=== Исходный текст ===

Я очень, очень сочувствую тебе, но желаю тебе найти светлый берег – что я могу еще сказать?
Когда все решится, наверное будет легче, чем теперь, каково бы ни было это решение. Ты теперь сомневаешься в правильности своего ухода из НИИПа (вспоминаю то же в точности ощущение при моем уходе из Аэрогеологии). Может быть, если С.С. (Воскресенский) не прочен в своем положении, и подождать его ухода в надежде на хорошее будущее?
О Третьем управлении узнала, что всем сибирякам действительно угрожает ссылка в Красноярск, не знаю, насколько серьезная. О Московской группе расспросить было некого. Советую отыскать Нину Степановну и поконсультироваться с нею. Она кажется вполне в курсе дела.
С моим приездом 20-ого к сожалению ничего не выйдет. Дело в том, что этот отпуск у меня неофициальный, а «внутренний», то есть это накопившиеся дни, обещанные Н.Г. для диссертации. Свой очередной отпуск хочу сберечь до осени.
Очень хочется в Москву. Даже нет охоты рассказывать что-нибудь о себе. Кажется, что очень скоро встретимся – ведь время летит.
Что касается твоего коллектора, то у нас к сожалению мало коллекторных вакансий и много желающих студентов. Если вдруг окажется нужен летом (кто-нибудь удерет или в последнюю минуту расширится штат), то возьму с удовольствием.
Но геоморфологии у нас никакой не будет – готов ли он быть только геологом?
Всем горячий поклон. До очень скорой встречи, как мне теперь кажется.

Соня

1952 г., Ленинград

Я не ответила, как ты просила, сразу же, так как на такое серьезное письмо нужна соответствующая серьезная обстановка, которой до сих пор не было. После лыж, например, в тот же день, интеллект оказывается на заднем плане и не годится на то, чтобы давать умные советы.
Сегодня в понедельник в будничной деловой обстановке перечла твои изложенные по пунктам «за» и «против», и пришла к следующим выводам.
1. Основные перечисленный тобой внутренние причины, связывающие тебя с Университетом, касаются не самого Университета, а ГИДЭПа,  то есть заказчика (тематика работ, перспективы и нужность). Собственная тематика Университета (физгеографические, музейные или какие-нибудь другие работы) вряд ли тебя сколько-нибудь привлекает.
2. По существу положительная сторона Университета одна – возможность защиты диссертации. Главное для тебя – твердо решить вопрос, будешь ли ты доводить дело до конца. Именно решение тут необходимее всего. Не сомневаюсь, что если это решение у тебя будет, и если ты сама его не поколеблешь, все остальные препятствия будут для тебя преодолимыми – и диссертация, и экзамены.
Вариант 1 (браться за нижнюю Ангару) означает отказаться от диссертации – тогда совершенно ясно, что работу эту нужно делать от ГИДЭПа, так как связь с Университетом теряет свой основной смысл.

=== Выдержка из данных ===

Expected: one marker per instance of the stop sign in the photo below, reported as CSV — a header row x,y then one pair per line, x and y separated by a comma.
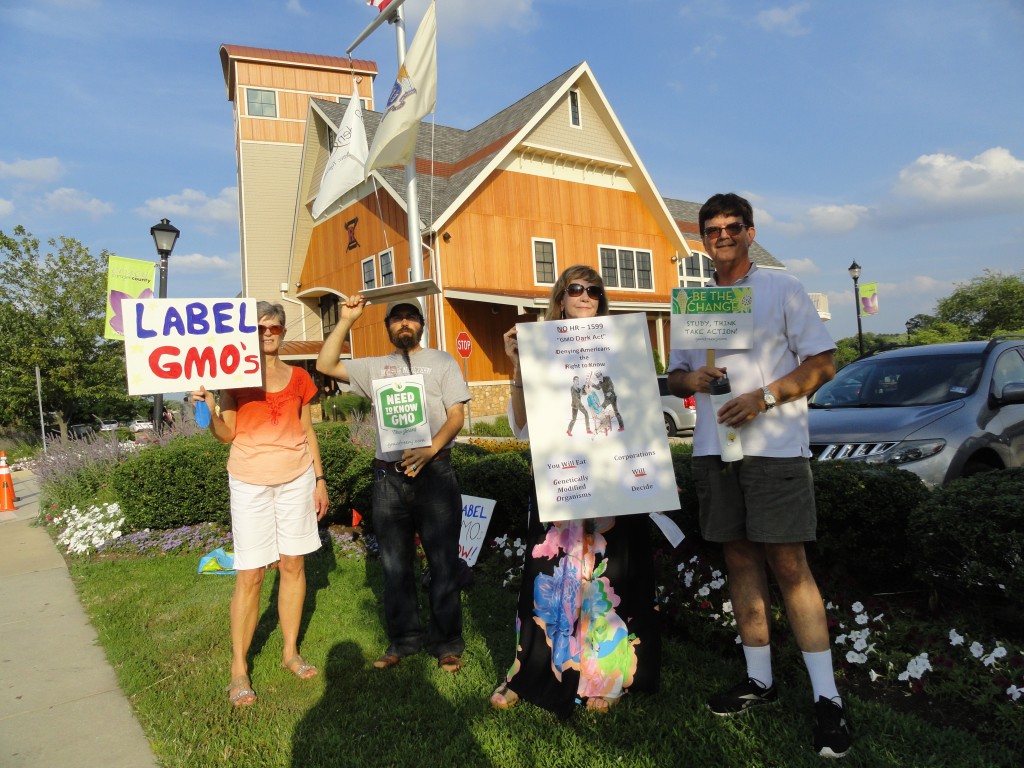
x,y
463,344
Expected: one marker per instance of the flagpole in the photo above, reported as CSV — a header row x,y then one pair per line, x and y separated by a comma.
x,y
393,13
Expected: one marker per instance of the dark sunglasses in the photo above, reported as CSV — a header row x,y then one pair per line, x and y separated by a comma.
x,y
731,229
574,290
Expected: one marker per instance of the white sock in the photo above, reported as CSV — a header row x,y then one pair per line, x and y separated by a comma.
x,y
822,677
759,664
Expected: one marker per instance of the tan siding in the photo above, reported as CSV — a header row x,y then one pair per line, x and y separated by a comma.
x,y
270,176
593,139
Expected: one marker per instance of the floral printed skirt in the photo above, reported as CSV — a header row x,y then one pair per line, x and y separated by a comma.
x,y
587,623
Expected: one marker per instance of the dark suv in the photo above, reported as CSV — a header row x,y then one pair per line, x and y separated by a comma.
x,y
941,411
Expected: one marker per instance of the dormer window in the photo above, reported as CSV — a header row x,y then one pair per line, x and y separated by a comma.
x,y
261,103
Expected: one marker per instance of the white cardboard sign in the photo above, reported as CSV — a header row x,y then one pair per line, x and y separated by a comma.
x,y
178,344
613,458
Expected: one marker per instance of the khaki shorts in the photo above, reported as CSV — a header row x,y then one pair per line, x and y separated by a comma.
x,y
268,521
759,499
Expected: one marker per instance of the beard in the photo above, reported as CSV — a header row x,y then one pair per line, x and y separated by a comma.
x,y
406,338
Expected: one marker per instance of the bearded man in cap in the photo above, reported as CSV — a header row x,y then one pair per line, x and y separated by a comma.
x,y
415,489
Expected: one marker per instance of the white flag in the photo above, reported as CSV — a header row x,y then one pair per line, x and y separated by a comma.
x,y
348,158
413,97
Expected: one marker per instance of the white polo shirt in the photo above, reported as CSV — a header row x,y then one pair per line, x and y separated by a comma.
x,y
786,330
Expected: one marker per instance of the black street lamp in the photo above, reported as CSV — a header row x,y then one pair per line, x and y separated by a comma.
x,y
165,235
855,273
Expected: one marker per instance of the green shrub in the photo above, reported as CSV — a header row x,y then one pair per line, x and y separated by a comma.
x,y
968,539
342,407
180,483
863,511
349,472
500,428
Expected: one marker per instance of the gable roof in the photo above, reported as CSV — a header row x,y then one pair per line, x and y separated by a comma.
x,y
452,163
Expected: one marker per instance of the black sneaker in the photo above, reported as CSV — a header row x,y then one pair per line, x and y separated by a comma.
x,y
741,697
832,729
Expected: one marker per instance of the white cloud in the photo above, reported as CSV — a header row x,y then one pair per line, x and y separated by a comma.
x,y
785,20
195,205
197,262
68,200
993,178
835,219
41,170
802,266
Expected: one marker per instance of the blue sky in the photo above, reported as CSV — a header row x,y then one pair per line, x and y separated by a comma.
x,y
887,132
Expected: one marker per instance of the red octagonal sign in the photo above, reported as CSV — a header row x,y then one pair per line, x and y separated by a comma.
x,y
463,344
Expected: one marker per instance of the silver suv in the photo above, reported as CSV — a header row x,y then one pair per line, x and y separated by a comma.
x,y
941,411
680,413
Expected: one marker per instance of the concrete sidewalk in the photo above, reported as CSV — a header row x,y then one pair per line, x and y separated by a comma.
x,y
59,700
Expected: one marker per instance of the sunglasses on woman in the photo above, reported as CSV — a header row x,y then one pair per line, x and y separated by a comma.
x,y
576,290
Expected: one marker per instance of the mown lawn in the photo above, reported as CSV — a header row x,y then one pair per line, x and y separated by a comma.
x,y
165,630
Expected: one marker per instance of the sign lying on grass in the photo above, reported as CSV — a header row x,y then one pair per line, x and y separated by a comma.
x,y
475,518
178,344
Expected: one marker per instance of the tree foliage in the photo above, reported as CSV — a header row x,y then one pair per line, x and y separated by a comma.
x,y
52,310
987,305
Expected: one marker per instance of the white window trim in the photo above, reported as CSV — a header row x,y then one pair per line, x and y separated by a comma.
x,y
276,102
363,271
554,260
579,100
635,251
380,267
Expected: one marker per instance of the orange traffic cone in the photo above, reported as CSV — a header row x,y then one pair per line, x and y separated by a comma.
x,y
7,497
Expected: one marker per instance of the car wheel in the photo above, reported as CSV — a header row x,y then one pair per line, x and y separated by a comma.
x,y
976,467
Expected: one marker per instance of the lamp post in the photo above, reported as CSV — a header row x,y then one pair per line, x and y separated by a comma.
x,y
165,235
855,273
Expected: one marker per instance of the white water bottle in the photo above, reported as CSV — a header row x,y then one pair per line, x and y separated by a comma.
x,y
728,437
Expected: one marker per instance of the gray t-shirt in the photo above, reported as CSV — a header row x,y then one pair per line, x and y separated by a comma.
x,y
443,380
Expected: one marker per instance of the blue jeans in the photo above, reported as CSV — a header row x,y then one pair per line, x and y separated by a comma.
x,y
430,505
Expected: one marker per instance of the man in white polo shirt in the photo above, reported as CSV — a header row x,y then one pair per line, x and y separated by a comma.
x,y
761,508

===

Условие задания
Продолжите письмо о выборе между Университетом и ГИДЭПом, начав сразу после его последнего предложения.

Ответ
Вариант 2 (браться за сводку) – значит вся ставка на защиту диссертации. Порывая с ГИДЭПом, ты теряешь единственную возможность осмысленной полевой работы (впрочем, возможно, что разрыва с ГИДЭПом  при этом не произойдет). Так или иначе, работа над сводкой без  твердого решения защиты диссертации в определенный не очень большой срок, для тебя теряет смысл. Пишу «для тебя», так как считаю, что всякая сводка всегда не лишена смысла, особенно в таких условиях, как у вас, когда есть много разрозненного сырого материала. Дело не в открытии каких-нибудь новых идей, а в том, чтобы подвести материал под единую схему и выбрать из массы фактов характерные. (Валя , насколько я помню, использовала только свой лист). Но если это будет только сводка, из которой С.С. успешно сделает докторскую диссертацию – не надо. Это будет стоить для тебя слишком большого количества сил, и лишений.
Я очень боюсь, что отсутствие острой необходимости в определенный срок положить на стол готовую рукопись (то есть того, что заставило Валю добраться кое-как до конца), окажется для тебя непреодолимым препятствием.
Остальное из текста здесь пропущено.